(Detection annotation records)
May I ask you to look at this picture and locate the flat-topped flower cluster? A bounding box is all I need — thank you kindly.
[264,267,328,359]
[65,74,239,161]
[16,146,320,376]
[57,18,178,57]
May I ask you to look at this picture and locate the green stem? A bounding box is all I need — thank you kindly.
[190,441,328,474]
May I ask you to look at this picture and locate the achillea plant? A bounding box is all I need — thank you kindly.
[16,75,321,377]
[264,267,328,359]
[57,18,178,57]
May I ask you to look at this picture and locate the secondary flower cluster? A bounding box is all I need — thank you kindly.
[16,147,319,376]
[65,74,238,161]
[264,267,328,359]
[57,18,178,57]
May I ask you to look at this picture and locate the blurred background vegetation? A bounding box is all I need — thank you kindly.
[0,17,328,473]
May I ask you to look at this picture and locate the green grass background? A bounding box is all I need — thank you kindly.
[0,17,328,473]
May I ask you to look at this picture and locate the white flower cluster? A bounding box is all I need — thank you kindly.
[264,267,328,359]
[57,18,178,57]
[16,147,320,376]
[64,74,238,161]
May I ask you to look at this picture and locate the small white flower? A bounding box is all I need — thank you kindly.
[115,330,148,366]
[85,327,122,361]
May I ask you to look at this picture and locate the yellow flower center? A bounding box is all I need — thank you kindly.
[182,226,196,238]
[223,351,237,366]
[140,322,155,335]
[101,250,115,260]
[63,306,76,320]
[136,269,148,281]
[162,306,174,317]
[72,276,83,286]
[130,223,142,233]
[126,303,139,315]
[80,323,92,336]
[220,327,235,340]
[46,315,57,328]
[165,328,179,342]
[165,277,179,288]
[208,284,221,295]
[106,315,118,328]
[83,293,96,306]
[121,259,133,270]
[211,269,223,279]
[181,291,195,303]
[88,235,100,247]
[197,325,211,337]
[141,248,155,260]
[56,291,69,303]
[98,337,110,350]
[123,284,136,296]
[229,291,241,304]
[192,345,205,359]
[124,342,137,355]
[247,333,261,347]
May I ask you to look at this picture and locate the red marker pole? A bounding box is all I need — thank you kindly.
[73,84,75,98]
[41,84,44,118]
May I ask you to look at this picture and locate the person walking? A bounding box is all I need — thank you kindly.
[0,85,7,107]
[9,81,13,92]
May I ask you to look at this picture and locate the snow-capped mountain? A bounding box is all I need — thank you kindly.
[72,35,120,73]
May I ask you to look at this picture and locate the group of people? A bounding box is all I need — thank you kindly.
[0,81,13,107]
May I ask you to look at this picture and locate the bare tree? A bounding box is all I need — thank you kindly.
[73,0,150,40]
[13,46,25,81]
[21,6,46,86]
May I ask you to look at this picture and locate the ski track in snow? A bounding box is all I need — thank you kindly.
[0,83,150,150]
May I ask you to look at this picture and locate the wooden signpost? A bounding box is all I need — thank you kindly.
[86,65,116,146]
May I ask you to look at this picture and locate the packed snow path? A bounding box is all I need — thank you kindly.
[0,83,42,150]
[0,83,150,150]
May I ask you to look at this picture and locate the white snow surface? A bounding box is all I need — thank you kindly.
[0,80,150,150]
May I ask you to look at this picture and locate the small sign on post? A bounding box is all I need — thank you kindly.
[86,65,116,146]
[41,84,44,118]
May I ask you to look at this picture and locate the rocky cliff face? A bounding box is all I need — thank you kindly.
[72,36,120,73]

■ Goal:
Please copy all of the lines above word for word.

■ Finished task:
May I ask you to look at this picture and locate the flat-topped flower cluster? A bounding box is all I need — thank you kindly.
[264,267,328,359]
[65,74,239,161]
[16,146,320,376]
[57,18,178,57]
May I ask you to look at this picture and locate the green stem? A bounding box is all I need — thank you kindly.
[190,441,328,474]
May I ask you to look at this picture and locate the achillea plant? A bounding box is all I need — thank you kindly.
[16,75,321,377]
[264,267,328,359]
[57,18,178,57]
May I ask you to look at this picture and locate the secondary flower cluster? A bounding box is all I need — thank you kindly.
[16,147,319,376]
[65,74,238,161]
[264,267,328,359]
[57,18,178,57]
May I ask you to look at this picture and locate the blurred background vegetation? A bounding box is all I need — thank you kindly.
[0,17,328,473]
May I ask you to look at this picture and locate the green grass background? A bounding box is all I need — thank you kindly.
[0,17,328,473]
May I ask you to look at this picture and locate the white flower cluster? A bounding box is all I need — thank you kindly.
[264,267,328,359]
[57,18,178,57]
[16,147,320,376]
[64,74,238,161]
May I ask you to look at this picture and locate the small white flower? A bounding box is all I need — thank you kindly.
[115,330,148,366]
[85,327,122,361]
May I ask you to look at this picture and locate the yellow flower center? A bounding box is all I need — thank you kindly.
[182,226,196,238]
[223,351,237,366]
[140,322,155,335]
[101,250,115,260]
[63,306,76,320]
[136,269,148,281]
[162,306,174,317]
[72,276,83,286]
[130,223,142,233]
[126,303,139,315]
[80,323,92,336]
[220,327,235,340]
[46,315,57,328]
[165,328,179,342]
[165,277,179,288]
[208,284,221,295]
[106,315,118,328]
[83,293,96,306]
[121,259,133,270]
[211,269,223,279]
[181,291,195,303]
[88,235,100,247]
[197,325,211,337]
[141,248,155,260]
[56,291,69,303]
[98,337,110,350]
[123,284,136,296]
[229,291,241,304]
[192,345,205,359]
[124,342,137,355]
[247,333,261,347]
May I ask you to look at this picture and locate the red marker pole? A bounding box is all I need — thank you kindly.
[73,84,75,98]
[41,84,44,118]
May I ask you to look at this picture and locate the person walking? A bounding box is all I need — thank you kindly.
[0,85,7,107]
[9,81,13,92]
May I ask you to look at this picture and locate the snow-capped mountain? A bounding box is all I need — thank you kindly.
[72,35,120,73]
May I ask you to look at this picture and locate the group of people? A bounding box is all I need — thank you kindly.
[0,81,13,107]
May I ask you to look at this picture and locate the bare tree? A bounding box is all I need — thank you kindly.
[73,0,150,40]
[13,46,25,81]
[21,6,46,86]
May I ask you to look at this picture and locate the ski track in snow? A bounding box is all I need — thank you kindly.
[0,83,150,150]
May I ask you to look at this picture and locate the wooden signpost? A bounding box is all I need — thank you kindly.
[86,65,116,146]
May I ask you to look at this picture and locate the packed snow path? A bounding box is all I need — thank you kindly.
[0,83,42,150]
[0,83,150,150]
May I ask you to look at this picture and locate the white snow surface? A bounding box is all I need — thank you kindly.
[0,80,150,150]
May I ask you to look at this picture and locate the small sign on post? A bounding box is all I need — thank you kindly.
[86,65,116,146]
[41,84,44,118]
May I ask you to look at this picture and locate the rocky cliff face? A bounding box is all I need — thank you kindly.
[72,36,120,73]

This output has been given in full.